# Walnut Handled Screw Driver



## challagan (Feb 7, 2006)

I made this from one of the Rockler Kits that are avaialble. Fun project. We have my side of the family Christmas on New Years Day and this is a gift for my dad ( along with a pen and case I made earlier ). I gave my brother a pen for his birthday and my dad said "Where's Mine"? ....so he will like it. 
The only thing I do not like about the kit is that the bits are not standard sized double ended like Stanley etc. On a qwest to fine additional bits or and adapter that will hold additional bits. 

Corey


----------



## bobj3 (Jan 17, 2006)

Hi Corey

Where's Mine ???????? do you need my address ? LOL

Very nice 

Bj 

Here's a challenge for you ,put a screw on top so it will hold extra bits in the handle...


----------



## Dr.Zook (Sep 10, 2004)

*Nice job.*

Nice job Corey. Really a fine looking present.

Bj. I think that it would be a challenge for Corey to put extra bits in the end. Seems there is not enough room once the barrel is inserted into the handle.  Nice thought tho.


----------



## challagan (Feb 7, 2006)

Thanks guys. BJ, it could be done if it used the little bits, but this uses double ended bits. I wish they made it so they could use the little bits or the 1 1/2 long bits. Even the double ended bits have a barrel that is larger on the barrel so standard double ended bits don't work in it. 

As far as a screw end, that would be difficult for me but with a longer handle and good planning, a suction fit end would be do-able and would be kind of cool. 

Corey


----------



## bobj3 (Jan 17, 2006)

Hi Corey

This what I meant , remove the top then drill holes down into the handle to hold the bits,it looks like you could get 4ea. 5/16" holes deep enough to hold the bits.
Then put a 1/4 turn lock on the in side of the head and handle..or a press fit 

Just a Note **** I see that you have tons of stock under your bench so when will I get mind ,,,, LOL ,LOL, hahahahaha   by the way did you make your awl with the welding rod ,,,, yet ?


Bj


----------



## Bob N (Oct 12, 2004)

OMG....

Corey, that thing is fantastic! You did the wood proud and I know Dad is going to treasure that.

> _EXERCISE TASKS_
1 – Rewrite the screwdriver thread starting with "This what I" and going on through "(Oct 12, 2004)", putting "grip" in place of "handle".
2 – In the screwdriver thread, what did Corey make the screwdriver from?
The listing after this line isn't needed.

> _DATASET ROWS_
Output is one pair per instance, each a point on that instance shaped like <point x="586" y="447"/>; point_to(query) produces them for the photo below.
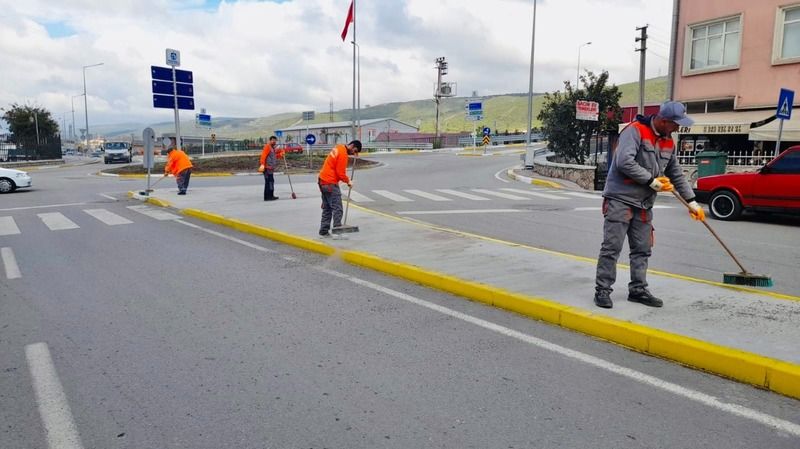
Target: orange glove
<point x="661" y="184"/>
<point x="696" y="211"/>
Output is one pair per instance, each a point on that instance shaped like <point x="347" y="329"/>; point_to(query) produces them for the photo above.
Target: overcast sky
<point x="256" y="58"/>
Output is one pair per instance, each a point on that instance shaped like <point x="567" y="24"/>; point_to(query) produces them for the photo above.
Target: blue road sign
<point x="168" y="102"/>
<point x="785" y="101"/>
<point x="165" y="74"/>
<point x="165" y="88"/>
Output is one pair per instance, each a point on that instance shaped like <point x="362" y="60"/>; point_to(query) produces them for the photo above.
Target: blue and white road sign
<point x="785" y="101"/>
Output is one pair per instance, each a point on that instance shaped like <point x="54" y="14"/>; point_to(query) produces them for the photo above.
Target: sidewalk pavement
<point x="745" y="334"/>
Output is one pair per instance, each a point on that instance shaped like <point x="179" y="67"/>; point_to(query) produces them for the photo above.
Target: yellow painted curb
<point x="763" y="372"/>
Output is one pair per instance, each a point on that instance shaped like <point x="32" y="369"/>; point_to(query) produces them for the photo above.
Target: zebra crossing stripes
<point x="107" y="217"/>
<point x="537" y="194"/>
<point x="8" y="226"/>
<point x="430" y="196"/>
<point x="359" y="198"/>
<point x="56" y="221"/>
<point x="507" y="196"/>
<point x="392" y="196"/>
<point x="464" y="195"/>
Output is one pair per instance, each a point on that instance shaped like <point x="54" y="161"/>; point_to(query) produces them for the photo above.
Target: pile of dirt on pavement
<point x="298" y="163"/>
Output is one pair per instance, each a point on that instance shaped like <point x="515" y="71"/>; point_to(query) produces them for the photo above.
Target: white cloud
<point x="254" y="58"/>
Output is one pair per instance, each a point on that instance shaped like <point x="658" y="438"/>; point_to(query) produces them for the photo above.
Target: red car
<point x="292" y="147"/>
<point x="773" y="188"/>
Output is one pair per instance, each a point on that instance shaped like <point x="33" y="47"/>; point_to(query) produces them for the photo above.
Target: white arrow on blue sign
<point x="785" y="101"/>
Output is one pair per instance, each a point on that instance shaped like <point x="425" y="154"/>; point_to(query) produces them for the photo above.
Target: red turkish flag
<point x="348" y="21"/>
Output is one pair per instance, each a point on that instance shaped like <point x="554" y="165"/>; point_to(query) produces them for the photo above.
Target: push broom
<point x="744" y="277"/>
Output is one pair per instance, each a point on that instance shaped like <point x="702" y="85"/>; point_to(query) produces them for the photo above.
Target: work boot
<point x="602" y="298"/>
<point x="642" y="296"/>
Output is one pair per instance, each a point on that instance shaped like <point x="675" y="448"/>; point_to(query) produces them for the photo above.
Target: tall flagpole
<point x="353" y="128"/>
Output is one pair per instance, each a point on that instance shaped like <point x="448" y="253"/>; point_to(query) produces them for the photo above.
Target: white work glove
<point x="696" y="211"/>
<point x="661" y="184"/>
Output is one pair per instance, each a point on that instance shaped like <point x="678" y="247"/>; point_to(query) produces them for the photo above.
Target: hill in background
<point x="501" y="112"/>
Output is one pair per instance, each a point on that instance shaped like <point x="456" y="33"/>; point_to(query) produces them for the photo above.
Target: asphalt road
<point x="168" y="332"/>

> _EXPECTED RESPONSES_
1 –
This what I meant , remove the top then drill holes down into the grip to hold the bits,it looks like you could get 4ea. 5/16" holes deep enough to hold the bits.
Then put a 1/4 turn lock on the in side of the head and grip..or a press fit 

Just a Note **** I see that you have tons of stock under your bench so when will I get mind ,,,, LOL ,LOL, hahahahaha   by the way did you make your awl with the welding rod ,,,, yet ?


Bj


----------



## Bob N (Oct 12, 2004)

2 – One of the Rockler kits.